══ PASSAGE GIVEN ══

In some embodiments, a system for non-destructively testing an object may include a probe. The probe may include a body including a shoe, at least one magnetostrictive sensor assembly supported by the shoe, at least one coupling device of a first type supported by the body, and at least one coupling device of a second type supported by the body. The at least one coupling device of the first type may be configured to provide a first force for coupling the probe to the object. The at least one coupling device of a second type may be configured to provide a second force for coupling the at least one magnetostrictive sensor assembly to the object.

In some embodiments, the at least one coupling device of the first type may include a magnet supported by the body of the probe.

In some embodiments, the at least one coupling device of the second type may include an elastomeric pressure diaphragm that may be at least partially disposed within a chamber defined by the shoe. In some embodiments, the elastomeric pressure diaphragm may be disposed entirely within the chamber defined by the shoe.

In some embodiments, the probe may include at least one pressure relief valve configured to prevent pressurization of the elastomeric pressure diaphragm. In some embodiments, preventing pressurization of the elastomeric pressure diaphragm prevents pressurization of the chamber.

In some embodiments, the elastomeric pressure diaphragm may be disposed within the chamber defined by the shoe. The chamber may be at least partially or entirely sealed with a coupling layer.

In some embodiments, the at least one magnetostrictive sensor assembly may be disposed between the elastomeric pressure diaphragm and the coupling layer.

In some embodiments, the at least one magnetostrictive sensor assembly may include a strip of ferromagnetic material and at least one sensor coil. The strip of ferromagnetic material may be disposed adjacent to the coupling layer.

In some embodiments, the strip of ferromagnetic material may be disposed directly adjacent to the coupling layer.

In some embodiments, the at least one sensor coil may be disposed between the elastomeric pressure diaphragm and the strip of ferromagnetic material.

In some embodiments, the coupling layer may be curved.

In some embodiments, an outer jacket may be coupled to the shoe and at least partially overlap the coupling layer.

═══
══ EXCERPTED DATA ══

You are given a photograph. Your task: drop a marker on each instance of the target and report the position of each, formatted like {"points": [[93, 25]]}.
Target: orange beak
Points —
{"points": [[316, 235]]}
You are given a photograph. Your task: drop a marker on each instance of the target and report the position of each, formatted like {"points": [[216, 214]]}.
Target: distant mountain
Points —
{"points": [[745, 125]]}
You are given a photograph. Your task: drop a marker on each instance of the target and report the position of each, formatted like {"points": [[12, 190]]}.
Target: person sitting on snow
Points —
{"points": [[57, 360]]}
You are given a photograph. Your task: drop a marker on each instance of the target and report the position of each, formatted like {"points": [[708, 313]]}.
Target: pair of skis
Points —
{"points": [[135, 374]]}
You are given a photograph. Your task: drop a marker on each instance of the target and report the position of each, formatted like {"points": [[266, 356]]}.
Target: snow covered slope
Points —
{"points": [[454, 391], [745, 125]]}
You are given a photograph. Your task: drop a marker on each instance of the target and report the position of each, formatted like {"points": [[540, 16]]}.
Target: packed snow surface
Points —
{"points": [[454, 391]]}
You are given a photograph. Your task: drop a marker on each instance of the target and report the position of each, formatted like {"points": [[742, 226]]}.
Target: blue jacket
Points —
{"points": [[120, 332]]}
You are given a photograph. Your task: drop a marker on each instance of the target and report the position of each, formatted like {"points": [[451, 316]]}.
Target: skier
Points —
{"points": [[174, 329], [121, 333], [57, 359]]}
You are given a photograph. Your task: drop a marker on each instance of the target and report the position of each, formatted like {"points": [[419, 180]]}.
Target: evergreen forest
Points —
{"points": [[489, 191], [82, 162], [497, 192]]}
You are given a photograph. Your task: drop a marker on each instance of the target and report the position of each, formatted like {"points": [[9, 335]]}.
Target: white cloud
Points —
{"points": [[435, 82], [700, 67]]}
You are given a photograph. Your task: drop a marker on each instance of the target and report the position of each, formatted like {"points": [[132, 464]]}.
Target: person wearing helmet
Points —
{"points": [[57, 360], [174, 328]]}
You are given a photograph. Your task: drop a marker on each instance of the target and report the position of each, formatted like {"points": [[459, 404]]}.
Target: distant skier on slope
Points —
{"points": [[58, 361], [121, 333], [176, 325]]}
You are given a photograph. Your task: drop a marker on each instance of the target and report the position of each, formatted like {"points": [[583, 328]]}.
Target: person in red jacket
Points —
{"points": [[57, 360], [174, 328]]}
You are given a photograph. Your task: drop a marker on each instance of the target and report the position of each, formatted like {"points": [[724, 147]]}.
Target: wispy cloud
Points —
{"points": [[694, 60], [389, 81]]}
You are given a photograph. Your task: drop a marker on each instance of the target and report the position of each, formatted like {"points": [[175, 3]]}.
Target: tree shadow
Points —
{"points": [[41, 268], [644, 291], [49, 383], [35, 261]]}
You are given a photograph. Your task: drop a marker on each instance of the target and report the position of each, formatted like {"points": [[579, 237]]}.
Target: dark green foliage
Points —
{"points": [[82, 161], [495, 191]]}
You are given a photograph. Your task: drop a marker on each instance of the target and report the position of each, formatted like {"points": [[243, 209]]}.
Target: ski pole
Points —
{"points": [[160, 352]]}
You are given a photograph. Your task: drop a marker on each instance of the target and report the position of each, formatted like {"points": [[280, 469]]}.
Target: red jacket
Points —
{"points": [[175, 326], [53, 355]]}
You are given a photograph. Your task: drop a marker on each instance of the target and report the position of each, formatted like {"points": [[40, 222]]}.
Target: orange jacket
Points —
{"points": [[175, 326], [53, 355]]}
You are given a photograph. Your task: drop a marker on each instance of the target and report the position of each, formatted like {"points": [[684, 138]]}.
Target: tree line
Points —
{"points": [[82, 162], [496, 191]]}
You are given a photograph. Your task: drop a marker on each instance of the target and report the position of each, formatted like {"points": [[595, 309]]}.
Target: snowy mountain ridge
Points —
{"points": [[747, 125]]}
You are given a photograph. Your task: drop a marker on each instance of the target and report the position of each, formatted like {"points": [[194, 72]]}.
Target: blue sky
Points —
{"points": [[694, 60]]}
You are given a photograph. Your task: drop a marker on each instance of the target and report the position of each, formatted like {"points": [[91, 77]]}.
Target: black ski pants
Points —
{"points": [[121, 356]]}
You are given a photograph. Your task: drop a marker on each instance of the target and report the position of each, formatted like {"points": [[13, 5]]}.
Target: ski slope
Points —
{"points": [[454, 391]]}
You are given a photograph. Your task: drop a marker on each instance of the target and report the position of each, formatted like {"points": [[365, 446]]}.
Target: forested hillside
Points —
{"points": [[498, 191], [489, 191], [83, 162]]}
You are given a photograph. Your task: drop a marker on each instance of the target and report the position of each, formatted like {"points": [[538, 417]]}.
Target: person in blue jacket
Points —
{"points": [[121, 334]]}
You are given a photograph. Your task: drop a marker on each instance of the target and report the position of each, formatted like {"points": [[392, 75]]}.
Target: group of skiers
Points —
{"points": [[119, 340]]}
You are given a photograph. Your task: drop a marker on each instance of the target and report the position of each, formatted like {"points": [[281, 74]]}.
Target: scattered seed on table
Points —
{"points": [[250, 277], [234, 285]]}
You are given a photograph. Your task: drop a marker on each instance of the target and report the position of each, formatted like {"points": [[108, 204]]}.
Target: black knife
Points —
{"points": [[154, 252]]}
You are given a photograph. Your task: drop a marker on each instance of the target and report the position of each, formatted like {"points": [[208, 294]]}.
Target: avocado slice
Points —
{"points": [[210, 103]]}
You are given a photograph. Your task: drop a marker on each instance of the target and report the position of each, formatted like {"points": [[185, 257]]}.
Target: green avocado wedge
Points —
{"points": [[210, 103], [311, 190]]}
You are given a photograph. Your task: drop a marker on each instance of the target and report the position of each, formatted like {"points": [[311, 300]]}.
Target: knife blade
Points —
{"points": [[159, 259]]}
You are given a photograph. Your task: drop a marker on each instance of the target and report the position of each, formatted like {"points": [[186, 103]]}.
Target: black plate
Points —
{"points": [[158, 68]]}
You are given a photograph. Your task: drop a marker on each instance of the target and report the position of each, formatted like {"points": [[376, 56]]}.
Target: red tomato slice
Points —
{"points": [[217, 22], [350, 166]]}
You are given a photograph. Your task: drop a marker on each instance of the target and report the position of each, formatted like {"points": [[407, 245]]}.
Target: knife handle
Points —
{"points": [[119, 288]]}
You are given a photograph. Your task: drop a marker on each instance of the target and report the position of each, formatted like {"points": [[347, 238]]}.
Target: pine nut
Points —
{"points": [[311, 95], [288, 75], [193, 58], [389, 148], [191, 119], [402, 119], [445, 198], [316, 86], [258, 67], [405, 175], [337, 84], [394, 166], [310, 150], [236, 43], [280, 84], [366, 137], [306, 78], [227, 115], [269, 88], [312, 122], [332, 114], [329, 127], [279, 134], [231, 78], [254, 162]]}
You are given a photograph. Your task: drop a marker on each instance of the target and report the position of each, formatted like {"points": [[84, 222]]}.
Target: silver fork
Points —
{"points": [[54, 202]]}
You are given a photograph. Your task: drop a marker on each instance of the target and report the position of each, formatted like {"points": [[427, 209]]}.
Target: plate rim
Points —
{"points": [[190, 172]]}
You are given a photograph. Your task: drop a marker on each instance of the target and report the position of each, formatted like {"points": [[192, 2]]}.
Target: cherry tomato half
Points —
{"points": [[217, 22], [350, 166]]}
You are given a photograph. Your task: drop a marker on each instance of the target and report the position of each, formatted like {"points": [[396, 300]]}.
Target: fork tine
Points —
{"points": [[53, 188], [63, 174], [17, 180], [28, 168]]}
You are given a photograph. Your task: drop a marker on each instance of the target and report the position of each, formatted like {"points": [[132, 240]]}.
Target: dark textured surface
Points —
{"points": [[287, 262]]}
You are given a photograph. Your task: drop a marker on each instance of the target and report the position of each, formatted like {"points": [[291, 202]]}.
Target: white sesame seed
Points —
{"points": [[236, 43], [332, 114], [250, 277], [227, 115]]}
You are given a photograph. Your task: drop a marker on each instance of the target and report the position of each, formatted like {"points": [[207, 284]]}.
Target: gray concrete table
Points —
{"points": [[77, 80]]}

═══

### TO DO
How does the passage on the magnetostrictive testing probe, above the items, go on after the sentence ending "at least partially overlap the coupling layer"? Write that continuation.

### OUTPUT BELOW
In some embodiments, the at least one coupling device of the first type may include a first magnet and a second magnet. The first magnet may be disposed on a first side of a handle of the body of the probe. The second magnet may be disposed on a second side of the handle of the body of the probe. The second side of the handle may be an opposite side of the handle with respect to the first side of the handle.

In some embodiments, the probe may include at least one switch knob for selectively providing the first force.

In some embodiments, the probe may include a first switch knob for selectively actuating the first magnet and a second switch knob for selectively actuating the second magnet. In some embodiments, a single switch knob may be provided for selectively actuating the first magnet and the second magnet.

In some embodiments, the at least one coupling device of the second type may include an elastomeric pressure diaphragm that is at least partially disposed within a chamber defined by the shoe.

In some embodiments, the system may include a pulser/receiver unit configured to be communicatively coupled to the at least one magnetostrictive sensor assembly, the pulser/receiver unit configured to cause at least one ultrasonic guided wave into the test object via the at least one magnetostrictive sensor assembly and to receive a reflection of the at least one ultrasonic guided wave via the at least one magnetostrictive sensor assembly.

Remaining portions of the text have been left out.